Activity 1 :: Duplicate the passage of the article about Father Bernard Kinvi and Central Africa starting with "Father Kinvi believes" and going on through "the republic—become possible.".
Activity 2 :: Pick up the article about Father Kinvi and the pope's visit to Central Africa where it stops, and extend it.

Extracted text ::
Over two years of persisting disorder, Father Bernard Kinvi has seen people at their worst during civil conflict in the Central African Republic—neighbors turning against neighbors, the strong preying on the weak. He has also embodied what people can be at their best during such tumultuous times. On his way back to the republic on Nov. 23 after being presented with an award from Human Rights Watch on Nov. 18 in New York, Father Kinvi will beat Pope Francis to Central Africa by a few days. The pope is due to arrive on Nov. 29, becoming the first modern pope to visit a war zone in his first visit to Africa.
Father Kinvi describes current conditions in Central Africa, which has struggled for months to contain gang attacks and reprisal violence in its capital city Bangui, as “really precarious.” Outside the capital, the lawlessness can be even worse.
A Camillian priest who runs a hospital mission in the country’s northwest city of Bossemptele, he describes the upcoming visit of the pope as a great blessing for the Central African people.
“There were two priests who died during this conflict and other pastors as well that died … Objectively I know that it could be dangerous,” said Kinvi in an interview with America. “But at the same time I know that the visit of the pope will be of incredible importance for us because he’s not only meeting with Christians he’s also going to the main mosque and he’s going to pray with Muslims there. It’s a great symbol for reconciliation.”
Father Kinvi believes the pope’s visit can “open the doors of mercy” in Central African Republic, to encourage a jubilee of mercy. It’s an opportunity for many also to “ask for forgiveness” for what has happened, he said. Father Kinvi is part of a contingent of religious leaders who visit Muslim refugees in camps in Cameroon to reassure them they are not forgotten and keep lines of communication open in the event that civic reconciliation—and their peaceful return to the republic—become possible.

Collected material ::
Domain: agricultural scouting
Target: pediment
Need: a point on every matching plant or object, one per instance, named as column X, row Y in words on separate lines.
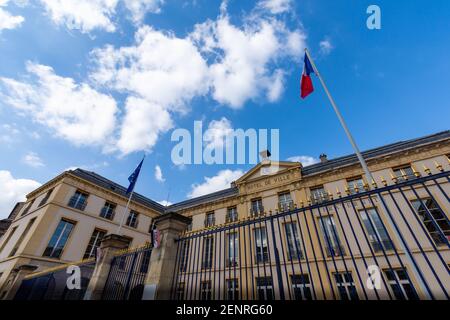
column 267, row 169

Task answer 1 ::
Father Kinvi believes the pope’s visit can “open the doors of mercy” in Central African Republic, to encourage a jubilee of mercy. It’s an opportunity for many also to “ask for forgiveness” for what has happened, he said. Father Kinvi is part of a contingent of religious leaders who visit Muslim refugees in camps in Cameroon to reassure them they are not forgotten and keep lines of communication open in the event that civic reconciliation—and their peaceful return to the republic—become possible.

Task answer 2 ::
Otherwise he fears these overcrowded camps could become cauldrons of future resentment and conflict. According to the United Nations, the Central African Republic has an internally displaced population of about 399,000, while almost 460,000 have fled to neighboring countries like Chad and Cameroon.
Rebel Seleka forces, which initially overthrew the established order in Central Republic in 2013 before being routed from power themselves the next year, have asked Muslim militias to allow the pope’s visit to proceed peacefully. They hope too that Pope Francis can help lead the country to a path to reconciliation.
Father Kinvi expects the Seleka will be true to this commitment, but he has seen the rebel forces’ dark side. They were driven out of his community by “anti-balaka” militias which initially organized to halt a Seleka rampage of rape, murder and looting in 2013. It was not long before these new militias began a retaliatory rampage themselves, driving not only the Seleka out but the community’s Muslims, who were suspected of being Seleka supporters.
Father Kinvi earned his award from Human Rights Watch by protecting injured and abandoned Muslims who had been unable to flee, seeking out victims throughout his city and bringing them into his hospital compound. He eventually arranged safe conduct out of Central Africa to Cameroon for the scores of people he had been protecting.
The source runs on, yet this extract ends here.